Write out, word for word, the stretch of the passage on the Marrakesh conference from "Past and present" through "parade in 2006.".

Begin Supplied passage

Past and present muftis also attended the Marrakesh conference, such as Bosnia’s Mustafa Ceric, a man who called for sharia in the Bosnian constitution and opposed making religion a non-graded subject in Bosnian schools. Grand Mufti of Jerusalem Muhammad Ahmad Hussein (pictured here in Marrakesh) has used Islamic canons to celebrate a genocidal jihad seeking Israel’s destruction. Marrakesh speaker Talgat Tadzhuddin, Russia’s Supreme Mufti, called for jihad against the United States after its invasion of Iraq in 2003 and warned of violent Muslim protests against a proposed Moscow gay pride parade in 2006.

“If they come out on to the streets anyway they should be flogged. Any normal person would do that,” he said while offering a Quranic mandate for killing homosexuals.

Similarly, before traveling to Marrakesh the Canadian imam Iqbal Nadvi led Islamic institutions that hosted a British supporter of the Taliban and terrorism against Israel as well as preachers calling for killing homosexuals. Conference attendee and Syrian imam Muhammad al Yaqoubi also has made numerous extremist statements supporting jihad violence against Israel and American troops in Iraq.  During the Danish cartoon crisis in 2005, he condemned “wrong and false ideals like ‘freedom of religion’ or ‘freedom of expression.'”

Prominent interreligious figures from the King Abdullah bin Abdulaziz International Centre for Interreligious and Intercultural Dialogue (KAICIID) in Vienna, Austria, also attended the Marrakesh conference.  However well-meaning these individuals might be, a broad spectrum of Austrians has advocated that Austria cease sponsoring the Saudi-funded KAICIID after it refused to condemn the Saudi flogging of human rights activist Raif Badawi. The KAICIID delegation could have profited at Marrakesh from meeting Sherman Jackson, an American professor and Muslim convert.  Jackson said in article in 2009 that the traditional Islamic death penalty for apostasy is a “burning debate among modern Muslims.”

Other prominent public figures attended the Marrakesh conference besides the KAICIID delegation. This included President Barack Obama’s former National Security Council senior director, Quintan WiktorowiczArsalan Suleman and Knox Thames, respectively the State Department’s envoy to the Organization of Islamic Cooperation and adviser for Middle East religious minorities, also attended with Susan Hayward from the United States Institute of Peace. Travis Wussow, international justice and religious freedom director at the Southern Baptist Convention’s Ethics and Religious Liberty Commission, joined noted religious freedom scholar Brian Grim.

End Supplied passage
Begin Recorded data

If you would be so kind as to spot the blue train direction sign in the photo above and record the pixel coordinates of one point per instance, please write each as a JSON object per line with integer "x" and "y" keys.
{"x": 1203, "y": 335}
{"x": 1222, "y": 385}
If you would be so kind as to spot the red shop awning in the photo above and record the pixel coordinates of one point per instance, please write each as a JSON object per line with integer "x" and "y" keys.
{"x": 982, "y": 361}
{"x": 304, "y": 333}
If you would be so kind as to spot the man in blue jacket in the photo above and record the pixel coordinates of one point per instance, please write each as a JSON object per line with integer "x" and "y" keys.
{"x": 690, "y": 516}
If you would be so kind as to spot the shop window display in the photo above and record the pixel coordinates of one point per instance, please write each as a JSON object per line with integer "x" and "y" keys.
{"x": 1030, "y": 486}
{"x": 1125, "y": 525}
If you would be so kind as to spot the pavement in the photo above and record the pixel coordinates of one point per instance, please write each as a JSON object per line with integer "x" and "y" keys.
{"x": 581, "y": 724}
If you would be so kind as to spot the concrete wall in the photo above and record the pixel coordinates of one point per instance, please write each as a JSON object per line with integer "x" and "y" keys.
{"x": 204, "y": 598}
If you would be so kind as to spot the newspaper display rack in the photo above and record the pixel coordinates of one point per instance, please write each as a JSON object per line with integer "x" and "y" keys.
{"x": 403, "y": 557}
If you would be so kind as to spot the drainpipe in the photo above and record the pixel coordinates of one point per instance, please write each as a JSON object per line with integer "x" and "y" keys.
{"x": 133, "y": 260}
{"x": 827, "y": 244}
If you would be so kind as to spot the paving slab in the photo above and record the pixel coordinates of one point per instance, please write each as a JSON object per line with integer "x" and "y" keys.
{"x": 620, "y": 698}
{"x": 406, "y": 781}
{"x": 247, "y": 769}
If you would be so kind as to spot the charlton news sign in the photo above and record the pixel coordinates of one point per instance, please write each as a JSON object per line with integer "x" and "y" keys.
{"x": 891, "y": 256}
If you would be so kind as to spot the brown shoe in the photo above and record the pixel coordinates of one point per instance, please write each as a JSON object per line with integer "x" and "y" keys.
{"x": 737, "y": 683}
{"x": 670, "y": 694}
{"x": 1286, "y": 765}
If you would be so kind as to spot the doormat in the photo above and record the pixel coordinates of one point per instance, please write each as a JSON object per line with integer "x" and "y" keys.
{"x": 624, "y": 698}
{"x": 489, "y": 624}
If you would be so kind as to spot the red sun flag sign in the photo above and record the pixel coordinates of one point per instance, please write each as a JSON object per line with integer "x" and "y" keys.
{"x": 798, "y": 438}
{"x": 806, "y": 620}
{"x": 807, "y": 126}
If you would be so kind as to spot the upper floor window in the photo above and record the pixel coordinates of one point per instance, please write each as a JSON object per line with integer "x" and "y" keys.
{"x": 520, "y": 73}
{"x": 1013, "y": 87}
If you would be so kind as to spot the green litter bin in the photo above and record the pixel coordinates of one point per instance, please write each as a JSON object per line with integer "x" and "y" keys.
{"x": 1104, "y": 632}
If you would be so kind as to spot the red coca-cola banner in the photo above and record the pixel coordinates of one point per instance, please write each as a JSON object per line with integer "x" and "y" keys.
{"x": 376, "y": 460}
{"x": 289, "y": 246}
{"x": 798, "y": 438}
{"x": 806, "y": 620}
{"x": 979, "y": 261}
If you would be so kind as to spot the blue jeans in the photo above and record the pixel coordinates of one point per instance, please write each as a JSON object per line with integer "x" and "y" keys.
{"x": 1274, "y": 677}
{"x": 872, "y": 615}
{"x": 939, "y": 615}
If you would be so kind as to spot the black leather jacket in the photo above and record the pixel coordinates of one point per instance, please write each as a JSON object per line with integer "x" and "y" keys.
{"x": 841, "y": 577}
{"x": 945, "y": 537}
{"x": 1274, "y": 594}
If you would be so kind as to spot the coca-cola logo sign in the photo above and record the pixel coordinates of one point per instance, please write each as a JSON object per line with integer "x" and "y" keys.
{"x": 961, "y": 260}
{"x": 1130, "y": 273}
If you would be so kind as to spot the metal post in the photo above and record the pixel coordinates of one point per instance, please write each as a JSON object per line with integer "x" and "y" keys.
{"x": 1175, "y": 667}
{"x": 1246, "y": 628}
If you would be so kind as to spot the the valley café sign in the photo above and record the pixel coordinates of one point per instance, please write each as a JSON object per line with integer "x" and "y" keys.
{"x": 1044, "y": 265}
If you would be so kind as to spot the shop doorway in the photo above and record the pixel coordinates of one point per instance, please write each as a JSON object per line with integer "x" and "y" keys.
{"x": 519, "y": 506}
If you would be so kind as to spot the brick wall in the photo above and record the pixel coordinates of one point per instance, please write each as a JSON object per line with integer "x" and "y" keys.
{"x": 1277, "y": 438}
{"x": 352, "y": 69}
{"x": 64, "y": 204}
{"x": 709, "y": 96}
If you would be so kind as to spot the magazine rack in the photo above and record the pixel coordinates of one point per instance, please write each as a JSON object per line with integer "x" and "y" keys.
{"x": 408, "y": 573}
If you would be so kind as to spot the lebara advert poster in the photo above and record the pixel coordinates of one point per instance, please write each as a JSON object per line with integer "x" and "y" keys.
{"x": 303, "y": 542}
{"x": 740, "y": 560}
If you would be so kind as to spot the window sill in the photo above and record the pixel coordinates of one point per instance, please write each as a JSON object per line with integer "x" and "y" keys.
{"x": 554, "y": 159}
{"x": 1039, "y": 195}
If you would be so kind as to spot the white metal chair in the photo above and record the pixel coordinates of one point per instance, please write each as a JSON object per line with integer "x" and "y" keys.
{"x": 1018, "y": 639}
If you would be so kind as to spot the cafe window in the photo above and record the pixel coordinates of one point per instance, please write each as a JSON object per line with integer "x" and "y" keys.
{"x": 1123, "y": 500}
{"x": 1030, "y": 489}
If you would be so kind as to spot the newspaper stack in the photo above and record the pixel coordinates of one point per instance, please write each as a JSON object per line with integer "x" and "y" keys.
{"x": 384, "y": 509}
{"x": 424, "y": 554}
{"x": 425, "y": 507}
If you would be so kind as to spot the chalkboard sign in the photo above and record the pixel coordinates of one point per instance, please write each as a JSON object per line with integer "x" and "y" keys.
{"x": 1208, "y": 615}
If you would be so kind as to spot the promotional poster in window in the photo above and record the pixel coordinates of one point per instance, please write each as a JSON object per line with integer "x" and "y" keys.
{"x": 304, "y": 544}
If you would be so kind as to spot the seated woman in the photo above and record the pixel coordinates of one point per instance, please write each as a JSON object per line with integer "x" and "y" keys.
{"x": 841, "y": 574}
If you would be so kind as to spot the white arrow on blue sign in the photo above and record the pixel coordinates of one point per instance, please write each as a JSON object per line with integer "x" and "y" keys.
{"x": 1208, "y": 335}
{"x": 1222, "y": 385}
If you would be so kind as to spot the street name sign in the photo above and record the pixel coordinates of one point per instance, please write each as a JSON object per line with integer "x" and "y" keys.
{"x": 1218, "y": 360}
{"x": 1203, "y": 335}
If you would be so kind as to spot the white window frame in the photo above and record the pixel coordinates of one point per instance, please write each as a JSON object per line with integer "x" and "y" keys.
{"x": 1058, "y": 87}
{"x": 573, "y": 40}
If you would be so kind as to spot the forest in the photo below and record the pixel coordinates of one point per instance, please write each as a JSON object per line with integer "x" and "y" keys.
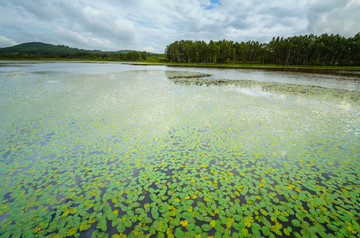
{"x": 327, "y": 50}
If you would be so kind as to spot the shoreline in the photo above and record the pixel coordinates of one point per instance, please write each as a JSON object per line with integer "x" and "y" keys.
{"x": 353, "y": 71}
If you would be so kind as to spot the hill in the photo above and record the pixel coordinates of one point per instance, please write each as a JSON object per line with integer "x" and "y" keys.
{"x": 40, "y": 50}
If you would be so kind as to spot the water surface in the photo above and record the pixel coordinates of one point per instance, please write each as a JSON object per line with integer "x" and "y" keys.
{"x": 106, "y": 149}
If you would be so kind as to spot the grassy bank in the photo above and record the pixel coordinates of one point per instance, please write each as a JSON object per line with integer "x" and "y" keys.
{"x": 265, "y": 66}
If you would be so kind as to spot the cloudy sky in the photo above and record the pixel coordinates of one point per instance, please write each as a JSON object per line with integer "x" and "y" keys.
{"x": 153, "y": 24}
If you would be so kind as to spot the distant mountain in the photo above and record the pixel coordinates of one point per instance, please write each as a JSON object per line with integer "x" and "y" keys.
{"x": 40, "y": 47}
{"x": 40, "y": 50}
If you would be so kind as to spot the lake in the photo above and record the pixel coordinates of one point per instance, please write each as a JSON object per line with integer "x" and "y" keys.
{"x": 93, "y": 149}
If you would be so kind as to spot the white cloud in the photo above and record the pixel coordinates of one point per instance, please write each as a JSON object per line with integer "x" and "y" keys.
{"x": 4, "y": 42}
{"x": 153, "y": 24}
{"x": 335, "y": 17}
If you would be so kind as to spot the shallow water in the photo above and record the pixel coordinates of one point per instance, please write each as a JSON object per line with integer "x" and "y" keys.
{"x": 106, "y": 148}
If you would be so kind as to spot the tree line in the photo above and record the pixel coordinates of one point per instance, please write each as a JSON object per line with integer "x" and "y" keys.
{"x": 297, "y": 50}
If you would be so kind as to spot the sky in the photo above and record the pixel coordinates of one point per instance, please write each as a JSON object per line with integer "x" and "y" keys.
{"x": 151, "y": 25}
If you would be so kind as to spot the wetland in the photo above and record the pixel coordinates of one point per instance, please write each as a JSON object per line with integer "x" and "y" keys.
{"x": 118, "y": 150}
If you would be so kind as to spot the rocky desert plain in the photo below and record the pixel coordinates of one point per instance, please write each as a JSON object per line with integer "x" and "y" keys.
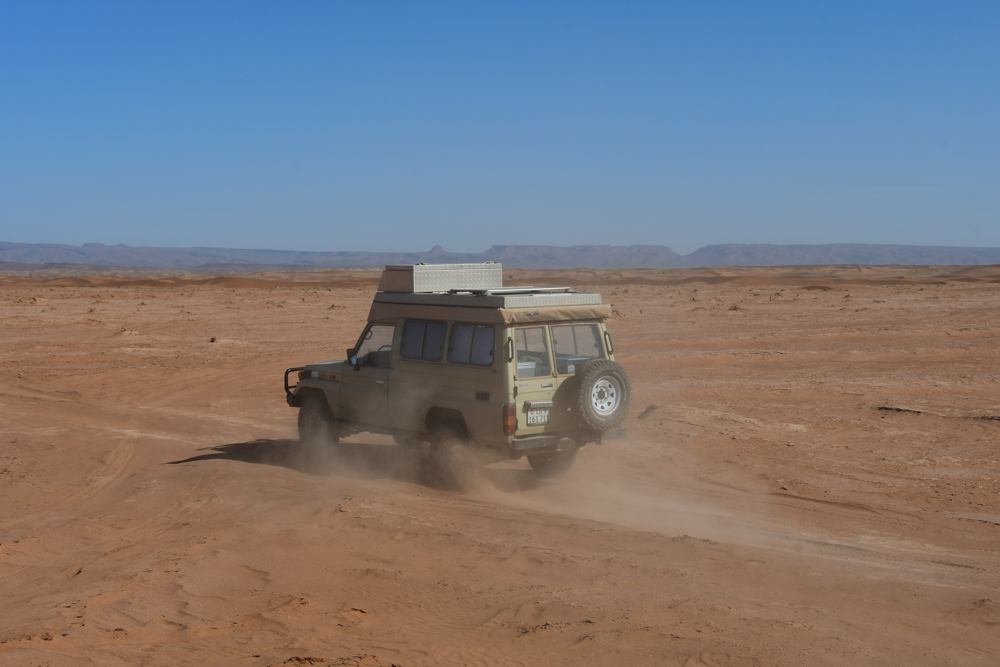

End Recorded data

Written answer:
Past and present muftis also attended the Marrakesh conference, such as Bosnia’s Mustafa Ceric, a man who called for sharia in the Bosnian constitution and opposed making religion a non-graded subject in Bosnian schools. Grand Mufti of Jerusalem Muhammad Ahmad Hussein (pictured here in Marrakesh) has used Islamic canons to celebrate a genocidal jihad seeking Israel’s destruction. Marrakesh speaker Talgat Tadzhuddin, Russia’s Supreme Mufti, called for jihad against the United States after its invasion of Iraq in 2003 and warned of violent Muslim protests against a proposed Moscow gay pride parade in 2006.